* **Source document**

--------------------------------

[Web-SIG] Asynchronous streaming in WSGI

Thu Aug 5 18:19:50 CEST 2004

I've been looking at a possible change to the WSGI protocol to address some 
issues raised by Grisha and Ian.  But I'm not sure that the change is best, 
given the range of existing platforms and applications that may *currently* 
use asynchronous streaming of responses, even though in many ways the 
change would handle asynchronous streaming *better*.

Let me explain.  The previous WSGI proposal was based on an interface like:

     def runCGI(inp,out,err,env):
         # do everything

The modified interface, that I've been playing with in peak.web is:

     def handle_http(env):
         return status_string,header_list,output_iterable

The ideas that changed here are:

* Separate status from headers and output
* Don't require servers to parse headers or create an output buffer
* Allow lengthy output to be streamed *after* the function returns, to 
avoid tying up a task thread in multi-threaded servers
* Allow non-CGI variables (e.g. 'wsgi.input_stream', 'wsgi.error_stream', 
'wsgi.version', 'wsgi.multi_threaded', etc.) in the environment to avoid a 
separate configuration method and simplify chaining of processors

As a result of these changes, it should also be much easier to write 
request preprocessors, response postprocessors, and other kinds of 
intermediaries between the web server and the actual 
application/frameworks, because less parsing and buffering are 
required.  Last, but not least, an interface like this should be easier to 
implement in asynchronous web servers, because they can just invoke 
'iterator.next()' when they need another block to send out.

I think these are improvements in the direction that folks requested, 
*except* for one issue: unbuffered streaming output in existing code can't 
use this.  A prime example is Zope, whose response.write() method does 
streaming output.  Under the revised WSGI, there's nothing to write *to*, 
so such existing code would have to run in a separate thread from the web 
server and communicate via a queue.  This doesn't seem like a great idea.

So, there are several possible ways to deal with this:

1) Stick with the old interface
2) Go with the newer interface, and try to lobby frameworks that support 
this type of "push" to make changes to support it
3) Publish both interfaces, and push for a stdlib module that can convert 
between them
4) Some other idea I haven't thought of  :)

Opinions?  Questions?  Ideas?

--------------------------------

* **Data supplied**
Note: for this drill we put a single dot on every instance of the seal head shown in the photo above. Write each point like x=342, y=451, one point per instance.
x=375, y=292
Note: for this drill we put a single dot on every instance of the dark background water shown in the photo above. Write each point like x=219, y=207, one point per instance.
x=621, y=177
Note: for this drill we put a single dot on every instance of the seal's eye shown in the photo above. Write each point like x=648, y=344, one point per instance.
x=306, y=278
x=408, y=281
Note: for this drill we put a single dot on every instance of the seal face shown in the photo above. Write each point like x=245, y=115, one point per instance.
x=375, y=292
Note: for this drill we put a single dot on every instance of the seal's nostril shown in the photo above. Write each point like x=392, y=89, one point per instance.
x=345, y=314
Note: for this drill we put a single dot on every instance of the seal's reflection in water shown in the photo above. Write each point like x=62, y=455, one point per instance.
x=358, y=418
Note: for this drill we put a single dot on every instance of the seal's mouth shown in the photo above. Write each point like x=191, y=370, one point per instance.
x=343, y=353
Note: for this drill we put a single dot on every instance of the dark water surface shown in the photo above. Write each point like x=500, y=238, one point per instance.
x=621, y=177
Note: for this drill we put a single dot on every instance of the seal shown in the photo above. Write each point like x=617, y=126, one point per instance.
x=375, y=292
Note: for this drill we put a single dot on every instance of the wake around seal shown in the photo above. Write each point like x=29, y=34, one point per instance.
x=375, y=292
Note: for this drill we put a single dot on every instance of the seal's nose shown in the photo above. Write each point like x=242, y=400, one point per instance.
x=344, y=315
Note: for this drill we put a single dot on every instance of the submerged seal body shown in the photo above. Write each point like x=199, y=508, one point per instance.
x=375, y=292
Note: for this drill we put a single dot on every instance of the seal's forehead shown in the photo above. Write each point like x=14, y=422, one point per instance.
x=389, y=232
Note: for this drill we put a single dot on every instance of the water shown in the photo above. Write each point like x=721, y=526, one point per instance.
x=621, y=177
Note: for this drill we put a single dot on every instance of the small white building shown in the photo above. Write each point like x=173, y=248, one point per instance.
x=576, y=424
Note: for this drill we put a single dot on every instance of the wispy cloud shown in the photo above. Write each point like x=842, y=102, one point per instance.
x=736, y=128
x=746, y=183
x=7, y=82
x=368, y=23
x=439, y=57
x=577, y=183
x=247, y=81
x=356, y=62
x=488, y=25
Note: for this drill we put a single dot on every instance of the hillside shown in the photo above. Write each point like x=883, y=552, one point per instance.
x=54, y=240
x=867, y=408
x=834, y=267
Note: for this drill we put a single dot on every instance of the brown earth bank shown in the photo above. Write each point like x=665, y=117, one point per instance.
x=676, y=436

--------------------------------

* **Exercise directions**
List each possible way of dealing with the streaming problem that the WSGI post offers.

* **Written response**
1) Stick with the old interface.
2) Go with the newer interface, and try to lobby frameworks that support this type of "push" to make changes to support it.
3) Publish both interfaces, and push for a stdlib module that can convert between them.
4) Some other idea not yet thought of.